Action item:
An exact copy of the lines from the one containing "Where can the polished" to the end of the records below is required, and nothing else.

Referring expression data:
┄┄┄┄┄┄┄┄┄┄

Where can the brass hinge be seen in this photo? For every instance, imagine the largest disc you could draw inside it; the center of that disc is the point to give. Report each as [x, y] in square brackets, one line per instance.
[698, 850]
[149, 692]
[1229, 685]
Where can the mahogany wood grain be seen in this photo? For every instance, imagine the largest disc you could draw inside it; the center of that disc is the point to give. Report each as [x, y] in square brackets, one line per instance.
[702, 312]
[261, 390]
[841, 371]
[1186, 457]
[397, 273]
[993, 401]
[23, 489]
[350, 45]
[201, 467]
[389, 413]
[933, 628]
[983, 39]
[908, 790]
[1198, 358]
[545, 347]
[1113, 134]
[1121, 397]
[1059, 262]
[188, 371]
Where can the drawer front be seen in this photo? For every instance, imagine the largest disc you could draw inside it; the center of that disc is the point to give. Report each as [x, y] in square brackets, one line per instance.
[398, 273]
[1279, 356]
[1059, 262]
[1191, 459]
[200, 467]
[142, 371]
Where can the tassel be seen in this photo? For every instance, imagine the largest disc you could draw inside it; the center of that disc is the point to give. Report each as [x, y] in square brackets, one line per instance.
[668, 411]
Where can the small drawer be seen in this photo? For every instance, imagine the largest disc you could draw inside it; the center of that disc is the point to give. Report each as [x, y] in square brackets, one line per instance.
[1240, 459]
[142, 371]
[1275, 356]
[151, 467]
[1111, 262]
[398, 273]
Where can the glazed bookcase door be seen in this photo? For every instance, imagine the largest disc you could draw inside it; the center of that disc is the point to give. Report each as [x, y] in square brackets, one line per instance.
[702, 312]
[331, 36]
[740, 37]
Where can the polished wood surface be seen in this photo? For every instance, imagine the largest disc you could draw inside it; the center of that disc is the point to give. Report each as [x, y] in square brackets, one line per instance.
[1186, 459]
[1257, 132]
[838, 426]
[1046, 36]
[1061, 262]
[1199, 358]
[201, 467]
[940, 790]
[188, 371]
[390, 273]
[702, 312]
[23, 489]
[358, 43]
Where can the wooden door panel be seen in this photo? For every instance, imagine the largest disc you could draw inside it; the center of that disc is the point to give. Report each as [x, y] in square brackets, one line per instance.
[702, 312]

┄┄┄┄┄┄┄┄┄┄

Result of this exercise:
Where can the polished wood surface be seen in this photo? For every instance, imagine the largest disc you could draw inside it; the center of that disc is the point to give. Report each as [x, y] in square brackets, one line per instance.
[1186, 459]
[1257, 132]
[838, 426]
[1046, 36]
[1061, 262]
[1199, 358]
[201, 467]
[940, 790]
[188, 371]
[390, 273]
[702, 312]
[23, 489]
[358, 43]
Where can the wooden door panel be seen in this photo? For every instance, imagine the largest disc you could draw inside it; the center of that disc is the point to give. Report each as [x, y] in square brackets, one line per instance.
[702, 312]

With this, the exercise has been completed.